EXCERPT TO READ:
════════════════════

The original behavioral study -- which showed Dihexa reversed memory impairment in rats that had been given a drug to cause amnesia -- received a formal "expression of concern" from the journal in 2021 due to data integrity issues. It hasn't been retracted, but it's been flagged (McCoy et al., 2013, PMID: 23592440).
One legitimate independent study exists -- a Chinese research group treated genetically engineered Alzheimer's model mice with oral Dihexa and found improvements in memory and reductions in brain inflammation. This one is in good standing and is the strongest remaining evidence. It is a mouse study (Sun et al., 2021, Brain Sciences).
One independent study produced a completely negative result -- researchers tested Dihexa in a rat model of Huntington's disease neurotoxicity. Zero benefit. No protection of any kind across any measure tested (Wells et al., 2024, Journal of Huntington's Disease).
Also worth knowing: in every study where Dihexa did show any effect at all, it only worked in animals that already had cognitive impairment from a drug or disease. It had no effect on animals with normal brain function. The entire "nootropic for healthy people" angle has zero support in the published data.

No Human Has Ever Taken It in a Controlled Study

Zero clinical trials on ClinicalTrials.gov. Zero human pharmacokinetic data -- meaning nobody knows what dose actually reaches the brain, how long it stays, or what it does to human tissue. Zero published case reports. It is sold as a "research chemical" with a label that says "not for human use."
A pharmaceutical company called Athira Pharma tried to turn Dihexa into a real drug. They took a modified version called fosgonimeton and ran actual clinical trials in humans with Alzheimer's disease and Parkinson's disease dementia. Three trials. All three failed -- the treatment groups were statistically indistinguishable from placebo. Athira then laid off 70% of their staff, paid $10 million to settle a securities fraud lawsuit, and paid another $4 million to the Department of Justice (DOJ) for concealing research misconduct from the government agency that had funded the research. The researcher who originated the work had her PhD revoked by Washington State University.
That's the clinical history of this compound's lineage.

There Is a Real Cancer Concern and Nobody Is Talking About It
This is the part that should give anyone serious pause.

════════════════════

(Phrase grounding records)

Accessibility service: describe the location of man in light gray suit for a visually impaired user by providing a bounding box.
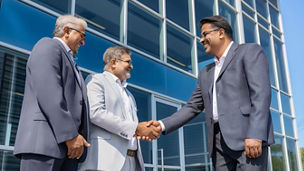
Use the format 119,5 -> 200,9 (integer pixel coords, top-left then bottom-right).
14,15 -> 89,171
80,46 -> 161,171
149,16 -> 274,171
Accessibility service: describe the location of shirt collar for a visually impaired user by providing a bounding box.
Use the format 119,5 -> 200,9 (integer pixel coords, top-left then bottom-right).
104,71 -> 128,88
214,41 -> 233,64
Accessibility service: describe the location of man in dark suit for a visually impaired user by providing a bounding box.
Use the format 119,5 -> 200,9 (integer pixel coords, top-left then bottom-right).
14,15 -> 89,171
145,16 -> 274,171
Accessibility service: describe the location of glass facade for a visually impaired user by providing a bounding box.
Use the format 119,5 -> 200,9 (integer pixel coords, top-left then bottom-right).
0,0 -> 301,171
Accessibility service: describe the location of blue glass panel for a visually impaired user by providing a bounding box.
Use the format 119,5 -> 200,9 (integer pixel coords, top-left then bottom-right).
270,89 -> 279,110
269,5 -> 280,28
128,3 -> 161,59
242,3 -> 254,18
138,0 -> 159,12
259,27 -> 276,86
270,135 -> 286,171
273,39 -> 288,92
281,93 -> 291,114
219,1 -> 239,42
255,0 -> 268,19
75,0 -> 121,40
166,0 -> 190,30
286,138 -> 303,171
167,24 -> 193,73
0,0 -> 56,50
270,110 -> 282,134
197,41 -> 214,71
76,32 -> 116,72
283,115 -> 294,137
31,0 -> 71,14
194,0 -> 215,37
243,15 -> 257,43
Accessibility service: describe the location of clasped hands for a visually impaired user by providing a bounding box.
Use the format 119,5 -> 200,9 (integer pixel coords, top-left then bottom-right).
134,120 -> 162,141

════════════════════

QUESTIONS:
[1] Using the text about Dihexa, answer these questions:
(a) In what year did the journal issue an expression of concern about the original behavioral study?
(b) In what animal model did the Wells et al. study test Dihexa?
(c) What percentage of its staff did Athira Pharma lay off?
[2] Print everything in the Dihexa text from "A pharmaceutical company" down to "anyone serious pause.".
[3] Write a continuation of the Dihexa text that picks up after its last sentence.
The records have no connection to the text about Dihexa.

TASK RESULTS:
[1]
(a) 2021
(b) A rat model of Huntington's disease neurotoxicity
(c) 70%

[2]
A pharmaceutical company called Athira Pharma tried to turn Dihexa into a real drug. They took a modified version called fosgonimeton and ran actual clinical trials in humans with Alzheimer's disease and Parkinson's disease dementia. Three trials. All three failed -- the treatment groups were statistically indistinguishable from placebo. Athira then laid off 70% of their staff, paid $10 million to settle a securities fraud lawsuit, and paid another $4 million to the Department of Justice (DOJ) for concealing research misconduct from the government agency that had funded the research. The researcher who originated the work had her PhD revoked by Washington State University.
That's the clinical history of this compound's lineage.

There Is a Real Cancer Concern and Nobody Is Talking About It
This is the part that should give anyone serious pause.

[3]
The receptor system that Dihexa activates -- the HGF/c-Met system -- was originally discovered as a cancer-causing gene. When this system gets abnormally activated, it tells cells to divide, spread, grow new blood vessels to feed themselves, and resist dying. These are the defining features of cancer progression. The same pathway is involved in kidney cancer, lung cancer, liver cancer, stomach cancer, brain cancer, and several others. It's implicated so reliably in cancer that the pharmaceutical industry has developed multiple FDA-approved drugs -- capmatinib, tepotinib, cabozantinib, and others -- whose sole purpose is to block this pathway in cancer patients.
Dihexa chronically activates the pathway those cancer drugs exist to turn off.
No long-term safety studies have ever been run for Dihexa. The clinical trials that tested its pharmaceutical derivative excluded anyone with any history of cancer -- meaning even the limited human safety data that exists tells us nothing about cancer risk. The Alzheimer's Drug Discovery Foundation (ADDF) specifically warned in their review that Dihexa could theoretically promote tumor growth and cancer progression, and flagged the complete absence of any long-term safety evaluation.
Now think about the typical advanced stack context. If you're already using testosterone, GH (Growth Hormone), and IGF-1 LR3 (Insulin-Like Growth Factor 1 Long R3 -- a modified growth factor that specifically drives cell growth and division), you are already running multiple systems that promote cell growth simultaneously. Adding a compound that activates a known cancer-promoting pathway on top of that, with zero human safety data, is a risk that has never been characterized. Nobody has studied that combination. Not even the researchers who developed Dihexa.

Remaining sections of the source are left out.